++++ SOURCE DATA

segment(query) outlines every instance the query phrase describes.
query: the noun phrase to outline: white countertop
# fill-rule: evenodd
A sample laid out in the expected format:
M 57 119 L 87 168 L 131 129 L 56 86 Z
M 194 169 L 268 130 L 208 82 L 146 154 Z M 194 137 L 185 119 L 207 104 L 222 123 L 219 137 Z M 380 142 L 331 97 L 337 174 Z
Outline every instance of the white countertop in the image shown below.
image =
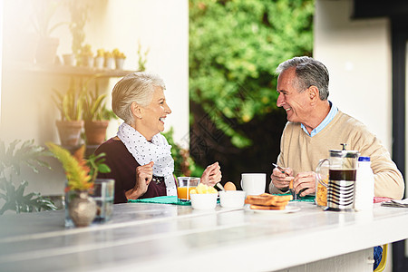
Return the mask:
M 65 228 L 63 211 L 0 217 L 1 271 L 278 270 L 408 238 L 408 209 L 257 214 L 114 205 L 112 221 Z M 176 269 L 177 268 L 177 269 Z

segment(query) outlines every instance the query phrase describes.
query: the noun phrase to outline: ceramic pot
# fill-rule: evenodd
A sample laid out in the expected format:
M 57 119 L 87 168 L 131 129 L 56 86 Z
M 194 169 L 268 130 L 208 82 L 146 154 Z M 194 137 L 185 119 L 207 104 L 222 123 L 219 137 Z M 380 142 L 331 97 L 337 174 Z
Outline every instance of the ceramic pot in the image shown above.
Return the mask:
M 83 121 L 57 121 L 56 126 L 63 146 L 75 147 L 78 145 Z
M 85 136 L 89 145 L 100 145 L 105 141 L 109 121 L 86 121 Z
M 102 56 L 95 57 L 94 64 L 96 69 L 103 69 L 103 64 L 105 63 L 105 58 Z
M 123 70 L 124 58 L 115 59 L 115 67 L 117 70 Z
M 72 53 L 63 54 L 63 64 L 66 66 L 75 66 L 75 56 Z
M 68 206 L 69 215 L 75 227 L 89 226 L 96 216 L 96 203 L 87 191 L 78 191 Z
M 53 37 L 42 38 L 38 42 L 35 61 L 39 64 L 53 64 L 60 40 Z
M 110 70 L 113 69 L 114 63 L 115 63 L 114 58 L 112 58 L 112 57 L 105 58 L 105 67 L 107 69 L 110 69 Z

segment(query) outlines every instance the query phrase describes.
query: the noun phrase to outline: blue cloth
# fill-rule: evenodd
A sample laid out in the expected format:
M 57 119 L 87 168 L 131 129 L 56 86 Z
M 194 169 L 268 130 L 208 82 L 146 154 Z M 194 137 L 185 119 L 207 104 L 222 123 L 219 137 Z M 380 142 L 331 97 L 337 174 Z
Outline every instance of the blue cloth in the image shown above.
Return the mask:
M 378 267 L 383 258 L 383 248 L 381 246 L 377 246 L 374 248 L 374 264 L 373 267 L 373 271 Z
M 335 113 L 337 113 L 337 112 L 338 112 L 337 107 L 335 106 L 330 101 L 329 101 L 329 103 L 330 103 L 330 112 L 329 112 L 329 113 L 325 118 L 325 120 L 323 120 L 323 121 L 310 132 L 310 134 L 307 131 L 306 128 L 303 125 L 303 123 L 300 124 L 300 126 L 302 127 L 303 131 L 307 135 L 309 135 L 310 137 L 313 137 L 316 134 L 317 134 L 318 132 L 320 132 L 326 125 L 329 124 L 329 122 L 333 120 L 333 118 L 335 118 Z

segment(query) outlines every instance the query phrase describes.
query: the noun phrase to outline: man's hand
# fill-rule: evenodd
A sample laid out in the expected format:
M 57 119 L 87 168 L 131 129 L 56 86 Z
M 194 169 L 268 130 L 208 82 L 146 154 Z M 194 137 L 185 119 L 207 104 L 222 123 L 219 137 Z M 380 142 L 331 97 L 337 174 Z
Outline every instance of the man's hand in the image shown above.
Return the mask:
M 154 162 L 151 161 L 146 165 L 136 168 L 136 183 L 134 188 L 125 192 L 128 199 L 137 199 L 146 193 L 149 184 L 153 179 L 153 165 Z
M 209 165 L 202 173 L 200 182 L 208 186 L 214 186 L 221 180 L 221 168 L 219 162 Z
M 281 191 L 287 191 L 289 189 L 289 182 L 294 179 L 293 170 L 284 168 L 284 171 L 275 168 L 270 175 L 272 183 Z
M 316 173 L 315 172 L 300 172 L 293 180 L 293 189 L 300 197 L 305 197 L 316 192 Z

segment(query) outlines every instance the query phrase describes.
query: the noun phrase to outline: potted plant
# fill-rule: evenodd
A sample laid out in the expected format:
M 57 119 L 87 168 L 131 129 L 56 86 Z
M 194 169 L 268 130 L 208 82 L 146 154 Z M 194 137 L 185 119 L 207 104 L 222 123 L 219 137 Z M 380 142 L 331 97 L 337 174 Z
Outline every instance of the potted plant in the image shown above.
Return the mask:
M 146 70 L 146 63 L 147 63 L 147 55 L 149 53 L 150 49 L 148 48 L 144 53 L 141 52 L 141 41 L 139 41 L 138 45 L 138 63 L 139 63 L 139 71 L 143 72 Z
M 100 94 L 98 85 L 94 92 L 84 92 L 83 119 L 85 121 L 87 145 L 100 145 L 105 141 L 109 121 L 116 118 L 104 103 L 107 94 Z
M 93 53 L 90 44 L 85 44 L 81 48 L 81 65 L 93 67 Z
M 110 172 L 104 164 L 104 153 L 91 155 L 84 159 L 85 146 L 83 145 L 73 154 L 53 142 L 46 143 L 50 151 L 60 160 L 67 179 L 65 186 L 65 209 L 68 219 L 76 227 L 86 227 L 96 216 L 97 206 L 89 194 L 98 172 Z
M 105 51 L 105 67 L 107 69 L 112 69 L 113 67 L 113 62 L 114 62 L 114 58 L 113 58 L 113 53 L 112 52 L 109 51 Z
M 96 50 L 95 56 L 95 68 L 96 69 L 103 69 L 103 64 L 105 63 L 105 51 L 102 48 Z
M 77 92 L 73 79 L 70 88 L 63 94 L 53 90 L 53 102 L 61 112 L 61 120 L 56 121 L 61 143 L 66 147 L 76 147 L 79 144 L 81 131 L 83 127 L 82 118 L 83 106 L 83 92 Z
M 57 209 L 53 201 L 39 193 L 24 195 L 27 180 L 23 180 L 18 187 L 15 186 L 13 178 L 21 174 L 24 165 L 36 173 L 38 166 L 50 169 L 48 163 L 41 159 L 49 156 L 44 147 L 34 144 L 34 140 L 25 141 L 19 146 L 20 142 L 20 140 L 15 140 L 6 148 L 5 142 L 0 141 L 0 199 L 4 200 L 0 215 L 6 210 L 20 213 Z
M 115 67 L 117 70 L 123 69 L 124 60 L 126 59 L 126 55 L 119 51 L 118 48 L 113 49 L 112 51 L 113 57 L 115 59 Z
M 59 22 L 52 24 L 52 19 L 62 5 L 61 1 L 39 1 L 34 7 L 32 22 L 36 30 L 39 40 L 35 53 L 35 61 L 42 64 L 53 64 L 56 51 L 60 44 L 57 37 L 52 37 L 51 34 L 59 26 L 68 24 L 68 22 Z

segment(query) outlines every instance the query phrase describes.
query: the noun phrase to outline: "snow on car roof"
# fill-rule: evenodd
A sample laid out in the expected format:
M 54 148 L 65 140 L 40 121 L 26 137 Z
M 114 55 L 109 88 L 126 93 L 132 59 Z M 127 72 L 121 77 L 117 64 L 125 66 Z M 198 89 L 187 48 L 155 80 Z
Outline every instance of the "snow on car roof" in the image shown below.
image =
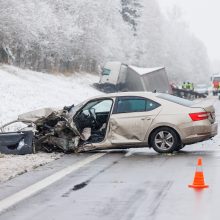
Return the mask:
M 147 73 L 151 73 L 157 70 L 161 70 L 164 69 L 164 67 L 154 67 L 154 68 L 141 68 L 141 67 L 136 67 L 136 66 L 131 66 L 129 65 L 129 67 L 134 70 L 135 72 L 137 72 L 139 75 L 144 75 Z
M 103 95 L 98 95 L 92 98 L 108 98 L 108 97 L 119 97 L 119 96 L 149 96 L 155 97 L 158 93 L 153 92 L 117 92 L 117 93 L 108 93 Z

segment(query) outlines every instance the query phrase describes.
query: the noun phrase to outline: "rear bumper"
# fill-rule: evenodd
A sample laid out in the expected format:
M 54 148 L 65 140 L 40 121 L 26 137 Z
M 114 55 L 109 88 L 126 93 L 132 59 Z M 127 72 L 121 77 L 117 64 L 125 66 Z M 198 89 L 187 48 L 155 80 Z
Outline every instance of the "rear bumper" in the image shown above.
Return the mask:
M 197 142 L 208 140 L 218 134 L 218 123 L 214 124 L 198 124 L 188 128 L 185 133 L 187 134 L 182 138 L 183 144 L 194 144 Z
M 32 131 L 0 133 L 0 153 L 24 155 L 34 152 Z

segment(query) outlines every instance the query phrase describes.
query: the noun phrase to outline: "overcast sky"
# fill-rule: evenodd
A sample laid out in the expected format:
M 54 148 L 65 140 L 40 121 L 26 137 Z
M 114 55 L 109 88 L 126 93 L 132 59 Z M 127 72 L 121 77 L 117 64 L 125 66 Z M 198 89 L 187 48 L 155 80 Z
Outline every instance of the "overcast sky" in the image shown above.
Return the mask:
M 211 60 L 220 60 L 220 0 L 158 0 L 164 10 L 179 6 L 184 20 L 207 47 Z

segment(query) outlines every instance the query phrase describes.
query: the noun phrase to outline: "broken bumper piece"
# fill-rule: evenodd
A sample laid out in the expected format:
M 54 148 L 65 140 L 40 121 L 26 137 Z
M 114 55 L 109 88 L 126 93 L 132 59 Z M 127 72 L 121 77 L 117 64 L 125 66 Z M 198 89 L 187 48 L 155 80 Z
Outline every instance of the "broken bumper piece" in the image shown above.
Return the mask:
M 32 131 L 0 133 L 0 153 L 17 155 L 35 153 L 33 137 Z

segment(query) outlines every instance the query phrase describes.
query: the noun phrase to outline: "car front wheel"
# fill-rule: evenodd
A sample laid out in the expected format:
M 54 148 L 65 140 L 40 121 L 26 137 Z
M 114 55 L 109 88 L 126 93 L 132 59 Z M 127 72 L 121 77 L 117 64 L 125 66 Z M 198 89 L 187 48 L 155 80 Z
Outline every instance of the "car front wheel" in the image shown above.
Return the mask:
M 178 136 L 168 127 L 156 129 L 150 137 L 150 146 L 158 153 L 172 153 L 178 146 Z

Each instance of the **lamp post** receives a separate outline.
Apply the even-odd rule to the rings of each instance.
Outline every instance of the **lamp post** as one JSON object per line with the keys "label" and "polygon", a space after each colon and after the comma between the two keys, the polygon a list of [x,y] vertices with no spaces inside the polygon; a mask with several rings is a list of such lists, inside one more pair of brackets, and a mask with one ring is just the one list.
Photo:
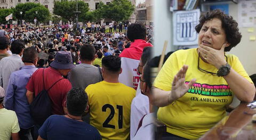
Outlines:
{"label": "lamp post", "polygon": [[36,27],[37,23],[37,13],[38,13],[38,11],[36,11],[35,12],[36,12],[36,19],[34,20],[34,22],[35,22],[35,25]]}
{"label": "lamp post", "polygon": [[20,25],[22,24],[22,13],[23,13],[22,11],[20,12]]}
{"label": "lamp post", "polygon": [[77,0],[76,1],[76,11],[74,12],[76,15],[76,30],[75,30],[76,31],[77,30],[77,24],[78,24],[78,14],[81,13],[81,12],[78,11],[78,2]]}

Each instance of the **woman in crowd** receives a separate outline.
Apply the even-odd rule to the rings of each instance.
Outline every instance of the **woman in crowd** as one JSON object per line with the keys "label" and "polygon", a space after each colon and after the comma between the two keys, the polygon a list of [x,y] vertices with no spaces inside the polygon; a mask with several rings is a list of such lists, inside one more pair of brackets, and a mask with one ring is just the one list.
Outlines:
{"label": "woman in crowd", "polygon": [[203,14],[198,47],[174,52],[164,64],[149,97],[167,126],[163,139],[198,139],[226,115],[234,95],[253,100],[252,80],[237,57],[225,53],[241,41],[237,26],[220,10]]}

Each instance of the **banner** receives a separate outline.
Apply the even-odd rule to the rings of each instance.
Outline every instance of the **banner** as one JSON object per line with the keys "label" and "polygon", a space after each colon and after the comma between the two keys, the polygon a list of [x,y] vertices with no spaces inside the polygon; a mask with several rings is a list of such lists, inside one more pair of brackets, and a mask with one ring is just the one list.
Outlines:
{"label": "banner", "polygon": [[173,12],[173,45],[194,45],[198,42],[195,27],[199,23],[200,10]]}
{"label": "banner", "polygon": [[9,20],[12,20],[12,13],[5,17],[5,20],[9,21]]}

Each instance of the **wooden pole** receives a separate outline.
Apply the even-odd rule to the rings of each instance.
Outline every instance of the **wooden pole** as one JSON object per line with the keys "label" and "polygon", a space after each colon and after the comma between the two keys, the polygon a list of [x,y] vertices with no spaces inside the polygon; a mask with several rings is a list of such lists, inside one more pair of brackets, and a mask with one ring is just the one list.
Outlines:
{"label": "wooden pole", "polygon": [[166,40],[164,41],[164,48],[163,48],[163,51],[162,52],[161,57],[160,58],[160,60],[159,61],[157,74],[158,74],[159,72],[160,71],[160,69],[161,69],[161,68],[163,66],[163,64],[164,63],[164,56],[165,55],[165,51],[166,50],[167,43],[168,43],[168,41],[167,41]]}

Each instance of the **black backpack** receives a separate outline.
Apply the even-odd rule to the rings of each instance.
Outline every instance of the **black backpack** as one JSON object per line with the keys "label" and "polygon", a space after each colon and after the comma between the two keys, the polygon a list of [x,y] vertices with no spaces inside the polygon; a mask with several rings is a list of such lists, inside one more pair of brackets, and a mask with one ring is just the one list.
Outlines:
{"label": "black backpack", "polygon": [[[51,100],[48,94],[48,91],[58,82],[63,79],[61,78],[55,82],[49,89],[45,90],[44,71],[43,70],[43,90],[35,97],[30,104],[30,115],[35,124],[42,126],[46,119],[52,115]],[[35,94],[34,94],[35,95]]]}

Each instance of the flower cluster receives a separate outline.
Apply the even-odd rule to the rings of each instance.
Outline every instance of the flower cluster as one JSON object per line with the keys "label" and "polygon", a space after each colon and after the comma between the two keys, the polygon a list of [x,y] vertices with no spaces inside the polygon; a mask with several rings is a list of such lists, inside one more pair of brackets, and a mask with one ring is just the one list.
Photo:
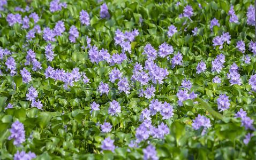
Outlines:
{"label": "flower cluster", "polygon": [[12,128],[10,129],[11,135],[8,137],[9,140],[14,139],[13,145],[20,146],[25,141],[24,125],[18,121],[12,124]]}
{"label": "flower cluster", "polygon": [[230,103],[229,102],[230,100],[228,99],[229,96],[227,96],[225,93],[220,95],[220,97],[217,99],[217,103],[218,104],[218,109],[220,112],[227,110],[229,108]]}
{"label": "flower cluster", "polygon": [[231,5],[230,9],[229,9],[228,15],[230,16],[230,19],[229,19],[229,22],[230,23],[234,22],[234,23],[238,23],[238,18],[237,16],[236,15],[236,13],[234,10],[234,5]]}
{"label": "flower cluster", "polygon": [[222,68],[224,67],[223,63],[225,62],[225,55],[224,54],[221,53],[217,55],[216,58],[212,61],[212,65],[213,65],[212,71],[216,70],[217,73],[219,73]]}
{"label": "flower cluster", "polygon": [[23,150],[20,153],[19,150],[14,155],[13,160],[31,160],[36,157],[35,153],[29,151],[28,153],[26,153]]}
{"label": "flower cluster", "polygon": [[210,118],[207,118],[204,116],[201,116],[198,114],[197,117],[195,117],[194,120],[193,120],[193,123],[191,124],[192,129],[195,130],[198,130],[201,127],[204,127],[204,130],[201,133],[201,135],[204,135],[205,133],[206,129],[208,129],[212,126],[210,124]]}

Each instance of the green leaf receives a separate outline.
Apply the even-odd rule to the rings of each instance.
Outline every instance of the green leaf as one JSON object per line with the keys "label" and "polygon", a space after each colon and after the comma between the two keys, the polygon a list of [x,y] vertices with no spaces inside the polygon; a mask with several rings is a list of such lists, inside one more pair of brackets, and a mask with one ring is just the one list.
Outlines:
{"label": "green leaf", "polygon": [[2,111],[4,109],[5,101],[7,100],[7,97],[0,97],[0,111]]}

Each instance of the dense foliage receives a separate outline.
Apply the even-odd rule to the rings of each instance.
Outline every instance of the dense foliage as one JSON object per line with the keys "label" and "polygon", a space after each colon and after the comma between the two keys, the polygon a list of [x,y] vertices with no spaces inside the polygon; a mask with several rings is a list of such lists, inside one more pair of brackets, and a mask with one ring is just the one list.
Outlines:
{"label": "dense foliage", "polygon": [[0,0],[1,159],[254,159],[253,0]]}

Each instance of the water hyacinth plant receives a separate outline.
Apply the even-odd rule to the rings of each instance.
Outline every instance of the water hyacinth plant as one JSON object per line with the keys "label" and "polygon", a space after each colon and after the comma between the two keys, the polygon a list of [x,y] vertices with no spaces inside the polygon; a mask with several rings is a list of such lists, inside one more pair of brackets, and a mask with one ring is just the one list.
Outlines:
{"label": "water hyacinth plant", "polygon": [[253,0],[0,0],[0,159],[255,159]]}

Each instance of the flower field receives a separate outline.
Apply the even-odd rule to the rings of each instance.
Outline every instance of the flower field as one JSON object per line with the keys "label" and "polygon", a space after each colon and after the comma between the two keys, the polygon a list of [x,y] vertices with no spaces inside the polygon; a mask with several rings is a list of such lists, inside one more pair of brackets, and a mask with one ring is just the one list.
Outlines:
{"label": "flower field", "polygon": [[255,159],[254,1],[0,0],[0,159]]}

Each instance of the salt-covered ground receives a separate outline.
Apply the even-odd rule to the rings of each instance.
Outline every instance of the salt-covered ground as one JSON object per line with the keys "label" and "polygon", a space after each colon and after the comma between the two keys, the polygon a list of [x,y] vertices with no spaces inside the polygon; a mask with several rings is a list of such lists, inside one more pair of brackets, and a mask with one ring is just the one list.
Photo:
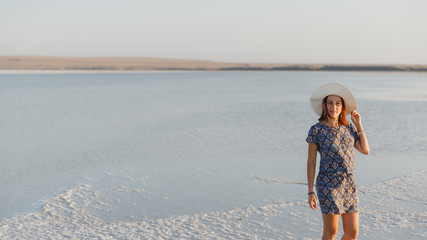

++++++++

**WORK TO BE COMPLETED**
Gather every line of the records above that contains the word "receives".

**EXPECTED ANSWER**
Each instance of the **lamp post** receives a separate outline.
Each instance of the **woman in crowd** receives a separate outline.
Each instance of the **banner** receives a separate outline.
Each instance of the **wooden pole** receives a separate outline.
Each instance of the **black backpack** receives a separate outline.
Each instance of the flower cluster receives a separate outline.
Each instance of the green leaf receives a separate outline.
Each instance of the dense foliage receives a separate outline.
Each instance of the water hyacinth plant receives a separate outline.
Each instance of the flower field receives a separate outline.
Each instance of the salt-covered ground receives a separate outline.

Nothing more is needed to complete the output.